═════ EXTRACTED ENTRIES
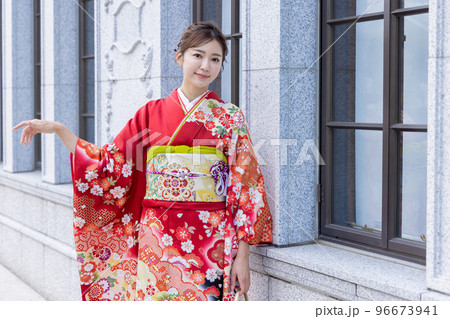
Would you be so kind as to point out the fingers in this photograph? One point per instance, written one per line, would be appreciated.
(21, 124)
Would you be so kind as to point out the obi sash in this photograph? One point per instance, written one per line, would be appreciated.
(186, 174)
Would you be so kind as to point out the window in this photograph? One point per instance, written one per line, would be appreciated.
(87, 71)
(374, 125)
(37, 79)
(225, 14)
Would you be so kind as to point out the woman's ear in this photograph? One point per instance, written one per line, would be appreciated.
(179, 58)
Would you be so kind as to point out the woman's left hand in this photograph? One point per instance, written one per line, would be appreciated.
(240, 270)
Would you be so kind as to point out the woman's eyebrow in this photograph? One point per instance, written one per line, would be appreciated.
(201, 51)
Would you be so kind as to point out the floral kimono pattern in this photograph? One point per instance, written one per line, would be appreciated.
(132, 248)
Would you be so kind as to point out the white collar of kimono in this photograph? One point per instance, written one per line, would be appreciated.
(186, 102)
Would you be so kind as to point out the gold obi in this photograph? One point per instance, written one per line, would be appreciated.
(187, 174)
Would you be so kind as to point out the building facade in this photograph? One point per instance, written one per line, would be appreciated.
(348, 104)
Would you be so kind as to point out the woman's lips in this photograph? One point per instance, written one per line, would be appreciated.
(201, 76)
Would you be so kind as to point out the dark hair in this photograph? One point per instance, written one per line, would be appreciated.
══════════
> **EXERCISE INSTRUCTIONS**
The entries above must be restated exactly in the answer, and the pictures left out.

> **RESPONSE FOR THIS EXERCISE**
Would you be so kind as to point out the fingers in this photograph? One point per instance, written one per line, would be appreciated.
(21, 124)
Would you be so kind as to point out the obi sash in this photograph? One point per instance, written one per line, would be appreciated.
(186, 174)
Would you be so kind as to point out the window in this photograph? One point per instance, written one per line, would be appreciated.
(87, 71)
(374, 125)
(37, 79)
(225, 14)
Would you be so kind as to point out the woman's ear in this photograph? One point per instance, written one per line, would be appreciated.
(179, 58)
Would you be so kind as to point out the woman's left hand in this photograph? One point per instance, written one per line, would be appreciated.
(240, 270)
Would you be so kind as to point out the woman's eyebrow in this photograph? One point per instance, written one per line, would be appreciated.
(201, 51)
Would you be so kind as to point out the floral kimono pattern in this photograph? One point per instance, written one per line, would be appreciated.
(132, 248)
Would you be so kind as to point out the white collar of kimono in this photograph? One point per instance, written one per line, would be appreciated.
(186, 102)
Would you be so kind as to point out the gold obi in this photograph? One point per instance, written one per line, would be appreciated.
(187, 174)
Would you be so kind as to point out the building facade in this photograph? One point per instance, written one per line, would be appreciated.
(348, 104)
Would you be so kind as to point out the woman's lips in this photograph? One point per instance, written one per line, would be appreciated.
(201, 76)
Would you be so kind as to point out the dark hair in this photograph? One point per instance, written one per line, would be appreciated.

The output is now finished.